> **Study text**
━━━━━━━━━━

Friday, Feb. 15, 1963

Danish Shocker

A Stranger Knocks. A woman opens the door. It is raining and she asks him in. He says he wants to rent a cottage like hers, a solitary house by the sea. She offers him supper and a bed for the night. He accepts with apparent gratitude, but when she closes her bedroom door he goes gliding silently from room to room like a weasel on the lurk. The next morning, with many thanks for her hospitality, he leaves to catch a bus, but several hours later he is back. "Missed it," he says with an ingenuous smile. He stays another night, and on the third day, when they go swimming, he makes love to her in a meadow beside the sea.

All that day the lovers (Birgitte Federspiel and Preben Lerdorff Rye) dart about the house and through the fields like a pair of amorous butterflies. But the next day, when she takes off for town to buy some groceries, he stops her by main force. And a little while later, when the postman rings, he hides in the bedroom till the fellow goes away. "To avoid gossip," he explains a little too anxiously, and she accepts his explanation. But about the same time she discovers that her loaded gun is missing, and that night she sees on his arm a peculiar scar that could belong only to one man: the quisling, now a fugitive, who supervised the torture and murder of her husband during the German occupation.

━━━━━━━━━━

> **Data to examine**
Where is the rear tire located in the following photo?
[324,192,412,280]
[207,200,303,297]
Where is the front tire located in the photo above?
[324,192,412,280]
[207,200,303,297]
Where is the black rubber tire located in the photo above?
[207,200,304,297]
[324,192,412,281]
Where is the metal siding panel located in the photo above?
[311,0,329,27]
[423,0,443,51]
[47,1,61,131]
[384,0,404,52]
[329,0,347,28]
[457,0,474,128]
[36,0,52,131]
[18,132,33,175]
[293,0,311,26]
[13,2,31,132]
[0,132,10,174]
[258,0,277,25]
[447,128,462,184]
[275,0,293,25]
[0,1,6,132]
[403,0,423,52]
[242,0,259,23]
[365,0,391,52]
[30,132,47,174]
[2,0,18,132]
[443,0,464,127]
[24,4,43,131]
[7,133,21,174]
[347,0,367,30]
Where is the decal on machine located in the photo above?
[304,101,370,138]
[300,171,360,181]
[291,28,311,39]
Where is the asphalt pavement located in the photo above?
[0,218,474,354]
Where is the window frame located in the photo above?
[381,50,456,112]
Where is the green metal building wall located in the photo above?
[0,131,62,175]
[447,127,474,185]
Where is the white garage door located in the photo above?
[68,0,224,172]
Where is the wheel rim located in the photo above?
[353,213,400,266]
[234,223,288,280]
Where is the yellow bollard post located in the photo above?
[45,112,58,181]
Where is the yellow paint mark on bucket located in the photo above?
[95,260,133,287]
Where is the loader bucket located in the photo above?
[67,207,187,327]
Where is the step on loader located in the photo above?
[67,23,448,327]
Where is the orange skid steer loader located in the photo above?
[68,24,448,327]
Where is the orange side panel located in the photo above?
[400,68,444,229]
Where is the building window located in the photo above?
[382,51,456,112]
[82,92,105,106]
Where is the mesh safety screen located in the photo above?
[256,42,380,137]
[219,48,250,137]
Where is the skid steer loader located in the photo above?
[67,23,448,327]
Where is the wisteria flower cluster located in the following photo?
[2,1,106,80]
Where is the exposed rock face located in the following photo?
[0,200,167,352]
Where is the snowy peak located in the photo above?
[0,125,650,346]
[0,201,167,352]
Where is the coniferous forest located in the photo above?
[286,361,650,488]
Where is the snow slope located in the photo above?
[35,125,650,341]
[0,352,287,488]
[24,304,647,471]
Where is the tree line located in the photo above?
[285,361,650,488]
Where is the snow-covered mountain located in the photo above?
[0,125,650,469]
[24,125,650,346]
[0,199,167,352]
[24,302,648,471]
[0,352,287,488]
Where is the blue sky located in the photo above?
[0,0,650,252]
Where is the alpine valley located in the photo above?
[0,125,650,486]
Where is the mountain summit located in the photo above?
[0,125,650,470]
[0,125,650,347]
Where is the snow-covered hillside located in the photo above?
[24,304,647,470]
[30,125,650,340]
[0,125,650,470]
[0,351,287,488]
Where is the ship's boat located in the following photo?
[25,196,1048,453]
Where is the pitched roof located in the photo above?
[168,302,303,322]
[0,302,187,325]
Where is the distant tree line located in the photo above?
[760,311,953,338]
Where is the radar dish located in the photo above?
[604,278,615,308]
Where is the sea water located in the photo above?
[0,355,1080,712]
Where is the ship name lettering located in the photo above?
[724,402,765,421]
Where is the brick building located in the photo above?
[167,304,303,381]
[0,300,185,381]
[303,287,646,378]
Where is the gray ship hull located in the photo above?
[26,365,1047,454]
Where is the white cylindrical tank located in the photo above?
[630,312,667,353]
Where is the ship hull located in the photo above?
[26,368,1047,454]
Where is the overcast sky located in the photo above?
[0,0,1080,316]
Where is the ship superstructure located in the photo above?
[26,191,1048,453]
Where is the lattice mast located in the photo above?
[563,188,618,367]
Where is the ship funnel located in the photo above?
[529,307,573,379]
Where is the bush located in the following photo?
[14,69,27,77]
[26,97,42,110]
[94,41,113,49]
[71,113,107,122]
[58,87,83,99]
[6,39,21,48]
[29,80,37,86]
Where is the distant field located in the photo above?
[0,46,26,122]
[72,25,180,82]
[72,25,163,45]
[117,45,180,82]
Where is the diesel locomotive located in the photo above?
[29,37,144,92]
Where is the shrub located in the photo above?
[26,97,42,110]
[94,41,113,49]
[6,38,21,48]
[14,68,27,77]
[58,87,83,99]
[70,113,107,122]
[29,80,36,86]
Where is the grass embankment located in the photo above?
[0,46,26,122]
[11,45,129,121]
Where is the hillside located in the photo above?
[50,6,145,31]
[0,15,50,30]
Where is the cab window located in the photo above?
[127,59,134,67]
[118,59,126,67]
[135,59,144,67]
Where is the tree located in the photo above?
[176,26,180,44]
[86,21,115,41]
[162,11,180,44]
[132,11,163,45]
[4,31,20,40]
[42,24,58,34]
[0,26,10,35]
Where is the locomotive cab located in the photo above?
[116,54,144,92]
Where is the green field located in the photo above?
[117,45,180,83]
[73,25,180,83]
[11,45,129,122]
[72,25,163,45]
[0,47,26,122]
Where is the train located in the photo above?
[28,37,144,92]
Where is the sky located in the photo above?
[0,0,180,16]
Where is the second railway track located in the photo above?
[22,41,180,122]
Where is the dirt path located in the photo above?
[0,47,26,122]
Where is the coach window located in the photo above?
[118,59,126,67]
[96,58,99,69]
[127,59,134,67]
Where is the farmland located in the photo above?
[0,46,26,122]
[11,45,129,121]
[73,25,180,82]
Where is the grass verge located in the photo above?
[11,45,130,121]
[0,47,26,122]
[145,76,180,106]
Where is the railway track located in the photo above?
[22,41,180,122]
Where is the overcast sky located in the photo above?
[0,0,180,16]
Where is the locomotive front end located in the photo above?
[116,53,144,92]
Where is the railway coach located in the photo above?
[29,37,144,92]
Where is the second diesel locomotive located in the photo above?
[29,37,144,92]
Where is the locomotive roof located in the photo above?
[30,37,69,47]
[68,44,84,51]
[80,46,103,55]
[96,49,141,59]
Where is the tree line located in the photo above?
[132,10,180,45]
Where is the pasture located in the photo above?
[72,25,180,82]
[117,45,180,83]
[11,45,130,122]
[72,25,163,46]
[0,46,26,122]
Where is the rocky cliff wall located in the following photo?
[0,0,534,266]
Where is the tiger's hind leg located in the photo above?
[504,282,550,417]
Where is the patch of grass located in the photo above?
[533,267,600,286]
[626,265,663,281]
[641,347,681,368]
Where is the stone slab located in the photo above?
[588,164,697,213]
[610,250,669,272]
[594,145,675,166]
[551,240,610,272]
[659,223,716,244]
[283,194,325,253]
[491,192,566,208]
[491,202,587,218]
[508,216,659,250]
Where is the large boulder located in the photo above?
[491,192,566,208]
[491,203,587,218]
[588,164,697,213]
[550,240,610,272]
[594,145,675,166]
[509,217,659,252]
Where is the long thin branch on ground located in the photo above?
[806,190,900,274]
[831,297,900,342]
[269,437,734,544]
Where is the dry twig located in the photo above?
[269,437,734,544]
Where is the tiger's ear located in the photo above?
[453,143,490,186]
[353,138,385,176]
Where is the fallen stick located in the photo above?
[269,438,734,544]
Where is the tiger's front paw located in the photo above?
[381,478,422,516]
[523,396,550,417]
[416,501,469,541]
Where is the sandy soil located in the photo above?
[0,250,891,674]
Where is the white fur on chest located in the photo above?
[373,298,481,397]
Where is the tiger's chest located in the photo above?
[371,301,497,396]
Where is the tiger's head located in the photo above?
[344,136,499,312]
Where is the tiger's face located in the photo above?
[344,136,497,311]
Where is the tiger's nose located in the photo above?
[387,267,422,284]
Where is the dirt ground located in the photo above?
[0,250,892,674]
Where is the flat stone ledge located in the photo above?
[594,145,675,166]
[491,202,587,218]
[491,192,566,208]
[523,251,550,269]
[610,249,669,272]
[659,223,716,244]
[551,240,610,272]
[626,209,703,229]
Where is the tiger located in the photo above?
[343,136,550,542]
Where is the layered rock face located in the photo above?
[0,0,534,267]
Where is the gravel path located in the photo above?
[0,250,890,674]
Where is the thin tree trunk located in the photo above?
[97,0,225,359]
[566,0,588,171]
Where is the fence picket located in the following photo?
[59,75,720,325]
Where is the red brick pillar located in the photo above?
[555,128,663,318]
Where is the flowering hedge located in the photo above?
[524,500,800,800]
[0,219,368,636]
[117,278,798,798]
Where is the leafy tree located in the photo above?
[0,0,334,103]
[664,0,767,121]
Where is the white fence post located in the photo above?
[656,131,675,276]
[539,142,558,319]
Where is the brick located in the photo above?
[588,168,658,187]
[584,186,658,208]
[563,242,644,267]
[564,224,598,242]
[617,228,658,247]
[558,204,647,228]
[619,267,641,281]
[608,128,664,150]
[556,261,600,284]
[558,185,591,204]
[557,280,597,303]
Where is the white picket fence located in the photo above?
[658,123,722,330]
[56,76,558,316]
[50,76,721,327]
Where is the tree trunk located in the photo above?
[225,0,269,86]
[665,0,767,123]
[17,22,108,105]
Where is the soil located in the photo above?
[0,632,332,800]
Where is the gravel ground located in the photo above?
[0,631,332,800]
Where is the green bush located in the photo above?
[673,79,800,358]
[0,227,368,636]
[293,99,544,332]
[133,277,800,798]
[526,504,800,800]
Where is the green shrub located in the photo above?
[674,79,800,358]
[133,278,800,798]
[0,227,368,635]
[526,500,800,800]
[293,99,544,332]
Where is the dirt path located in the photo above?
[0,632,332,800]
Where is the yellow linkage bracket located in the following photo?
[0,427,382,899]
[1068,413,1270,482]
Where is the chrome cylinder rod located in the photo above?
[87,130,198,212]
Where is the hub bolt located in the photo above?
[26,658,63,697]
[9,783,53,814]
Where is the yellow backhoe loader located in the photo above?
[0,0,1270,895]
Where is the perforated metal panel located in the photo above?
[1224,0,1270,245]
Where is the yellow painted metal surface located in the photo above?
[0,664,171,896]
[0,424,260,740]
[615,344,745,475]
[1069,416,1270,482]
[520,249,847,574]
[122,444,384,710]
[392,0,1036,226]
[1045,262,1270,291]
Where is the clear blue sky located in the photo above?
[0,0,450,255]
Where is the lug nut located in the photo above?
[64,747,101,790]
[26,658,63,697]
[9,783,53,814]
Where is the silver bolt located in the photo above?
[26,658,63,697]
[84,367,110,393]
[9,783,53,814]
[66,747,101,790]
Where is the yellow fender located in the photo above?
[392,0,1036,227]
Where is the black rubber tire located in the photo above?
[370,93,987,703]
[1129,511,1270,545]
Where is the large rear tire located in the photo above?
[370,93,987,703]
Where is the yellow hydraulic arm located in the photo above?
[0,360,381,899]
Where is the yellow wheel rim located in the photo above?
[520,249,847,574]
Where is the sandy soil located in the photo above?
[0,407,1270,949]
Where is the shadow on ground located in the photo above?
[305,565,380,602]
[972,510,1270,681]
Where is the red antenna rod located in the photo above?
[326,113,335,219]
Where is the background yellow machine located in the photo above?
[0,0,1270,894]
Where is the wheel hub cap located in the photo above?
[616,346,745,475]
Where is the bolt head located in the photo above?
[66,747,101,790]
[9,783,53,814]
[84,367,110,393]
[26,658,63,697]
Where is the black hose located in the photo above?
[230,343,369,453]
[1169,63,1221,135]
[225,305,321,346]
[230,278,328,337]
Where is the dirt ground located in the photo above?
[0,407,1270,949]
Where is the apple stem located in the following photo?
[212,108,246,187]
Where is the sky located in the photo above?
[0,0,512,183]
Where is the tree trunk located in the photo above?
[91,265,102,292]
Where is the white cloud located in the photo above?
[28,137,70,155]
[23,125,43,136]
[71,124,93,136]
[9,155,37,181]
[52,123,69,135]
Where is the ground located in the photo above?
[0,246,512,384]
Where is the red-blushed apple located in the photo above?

━━━━━━━━━━

> **Exercise set**
a) Answer these from the film review:
(i) What does the stranger say when he comes back several hours after leaving to catch a bus?
(ii) Which two actors play the lovers?
(iii) What does the woman find is missing from the house?
b) Please carry on the film review past its last sentence.
The rows can be left aside; nothing here depends on them.

> **Answers in order**
a)
(i) "Missed it."
(ii) Birgitte Federspiel and Preben Lerdorff Rye.
(iii) Her loaded gun.

b)
Up to this point the film comports itself like an artful if sometimes arty thriller, one of the best films made in Denmark in recent years. But at this point it abruptly becomes the sex shocker of the cinema season. In a scene that is bizarre, to say the least, the heroine discovers the criminal identity of her lover at the erotic climax of their affair. Her scream is a scream of horror--but also a scream of ecstasy.